TASK SET:
A - According to the article on the Music Modernization Act, why does SiriusXM object to the bill? Answer in one to three sentences.
B - Extend the article on the Music Modernization Act, picking up after its last sentence.

ARTICLE:
----------------------------------------

The U.S. Senate is working on firming up a bill that aims to streamline music copyright for the digital streaming era. That said, there is a surprising amount of dissents from inside the music industry – including Paul McCartney, Katy Perry, and John Legend who are not in favor of the Music Modernization Act (MMA). Why? Simply put, they’re not in agreement with the bill. But not necessarily for the reason you think. The trouble began when satellite radio giant SiriusXM raised objections to the bill that would make it responsible for paying royalties on pre-1972 recordings. Much in the same way that it does for recordings made after that year.
SiriusXM claims such a law is unfair, especially given that terrestrial radio stations (i.e. AM/FM channels), its main competitors, are exempt. The company’s protest — saying it “simply cannot” support the bill in its current form — has set off weeks of infighting within the music industry, as supporters of the MMA, which include hundreds of songwriters, executives and music rights advocates, stressed about the bill’s future. On Monday, dozens of hitmakers and artists signed a letter to the board members of SiriusXM’s parent company Liberty Media expressing “grave concern.”

----------------------------------------

PROVIDED DATA:
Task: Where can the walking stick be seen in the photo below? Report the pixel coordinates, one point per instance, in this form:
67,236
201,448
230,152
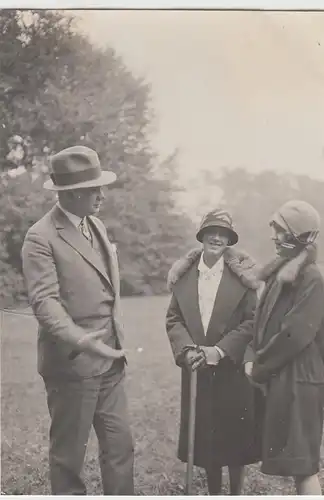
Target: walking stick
191,431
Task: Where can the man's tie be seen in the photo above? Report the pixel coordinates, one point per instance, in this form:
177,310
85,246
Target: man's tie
85,230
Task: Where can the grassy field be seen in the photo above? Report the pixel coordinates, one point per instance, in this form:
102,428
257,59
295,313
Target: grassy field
153,389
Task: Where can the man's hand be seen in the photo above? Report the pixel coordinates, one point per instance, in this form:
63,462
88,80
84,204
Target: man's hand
92,342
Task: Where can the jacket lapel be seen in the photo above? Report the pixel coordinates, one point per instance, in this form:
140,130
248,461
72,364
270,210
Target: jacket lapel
228,296
186,291
110,251
74,238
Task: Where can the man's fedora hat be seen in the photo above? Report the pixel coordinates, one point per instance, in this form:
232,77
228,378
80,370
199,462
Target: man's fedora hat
77,167
218,218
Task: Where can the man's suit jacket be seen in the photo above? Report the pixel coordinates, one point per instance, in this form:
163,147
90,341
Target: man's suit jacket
67,284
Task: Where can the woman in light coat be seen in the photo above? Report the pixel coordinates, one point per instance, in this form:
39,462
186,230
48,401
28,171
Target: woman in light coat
286,355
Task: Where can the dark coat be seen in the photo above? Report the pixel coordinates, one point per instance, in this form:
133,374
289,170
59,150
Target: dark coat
225,421
288,354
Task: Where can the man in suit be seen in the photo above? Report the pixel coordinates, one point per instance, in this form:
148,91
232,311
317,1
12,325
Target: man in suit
72,278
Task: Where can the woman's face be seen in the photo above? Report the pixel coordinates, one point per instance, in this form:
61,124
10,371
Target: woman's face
284,245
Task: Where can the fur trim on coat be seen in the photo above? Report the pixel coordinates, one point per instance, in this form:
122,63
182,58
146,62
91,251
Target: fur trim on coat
288,269
239,262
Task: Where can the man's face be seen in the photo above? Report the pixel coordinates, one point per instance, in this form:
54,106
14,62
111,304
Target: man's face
86,201
215,241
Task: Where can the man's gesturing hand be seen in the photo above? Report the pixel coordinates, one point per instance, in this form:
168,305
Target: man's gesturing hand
92,342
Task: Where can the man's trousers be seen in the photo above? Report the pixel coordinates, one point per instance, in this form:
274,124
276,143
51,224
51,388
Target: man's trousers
76,405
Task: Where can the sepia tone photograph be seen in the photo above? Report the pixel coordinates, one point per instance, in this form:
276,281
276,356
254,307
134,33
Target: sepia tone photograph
161,252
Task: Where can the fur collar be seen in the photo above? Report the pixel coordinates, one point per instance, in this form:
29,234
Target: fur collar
288,269
239,262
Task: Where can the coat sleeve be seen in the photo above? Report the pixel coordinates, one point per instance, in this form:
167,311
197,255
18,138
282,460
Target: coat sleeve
237,342
43,290
298,329
177,331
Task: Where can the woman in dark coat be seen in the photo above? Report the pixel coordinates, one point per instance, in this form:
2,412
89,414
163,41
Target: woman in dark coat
287,352
225,421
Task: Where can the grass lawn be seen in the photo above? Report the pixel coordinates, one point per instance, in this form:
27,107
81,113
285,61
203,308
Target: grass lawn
153,390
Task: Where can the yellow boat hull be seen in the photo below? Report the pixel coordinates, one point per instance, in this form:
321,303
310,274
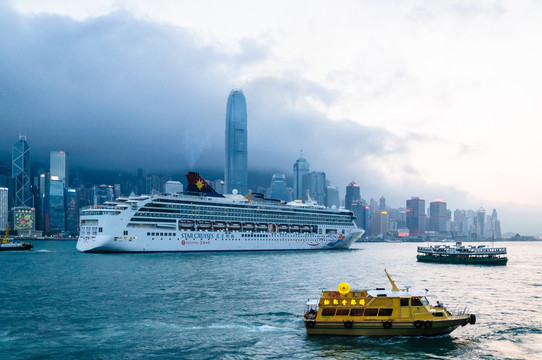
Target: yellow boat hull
386,328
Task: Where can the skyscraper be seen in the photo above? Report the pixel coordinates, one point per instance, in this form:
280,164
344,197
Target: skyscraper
3,208
314,184
438,216
20,174
278,189
415,216
235,171
301,168
332,197
55,210
352,195
59,165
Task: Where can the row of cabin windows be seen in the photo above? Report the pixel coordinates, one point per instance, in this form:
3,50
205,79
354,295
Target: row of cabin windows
357,312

----------------------------------------

RESPONSES IN ORDER:
A - The bill would make SiriusXM pay royalties on pre-1972 recordings, as it already does for later recordings. The company calls this unfair because its main competitors, terrestrial AM/FM radio stations, are exempt.

B -
The list of people against the bill also includes – Stevie Nicks, Pink, Sia, Alessia Cara, Bebe Rexha, Jason Derulo, Nelly Furtado, Tom Waits, Karen O. Many of whom weren’t around before 1972, so it’s kind of interesting that they’re all banding together. The letter who was penned by songwriter and podcast host, Ross Golan states:
“As you are aware, 415 Representatives and 76 Senators have already cosponsored the MMA along with industry consensus. It’s SiriusXM vs all of us. We can either fight to the bitter end or celebrate this victory together….Momentum is building against SiriusXM and you still have an opportunity to come out on the right side of history.”
SiriusXM is standing firm for the moment and responded with the following:
“Let’s talk about the substance of the amendments we propose because we truly do not understand the objections or why these concepts have incited such a holy war.”
But the only one who is really going to lose in all of this is Sirius. Why? Is it possible for Katy Perry or Paul McCartney to say that they can’t play their music on SiriusXM? If that’s the case, then there’s a possibility of over 400 artists (musicians and songwriters alike) who are going to ask to have their music removed from the platform. And then what’s going to happen? It’s possible that they will lose listeners in the long run.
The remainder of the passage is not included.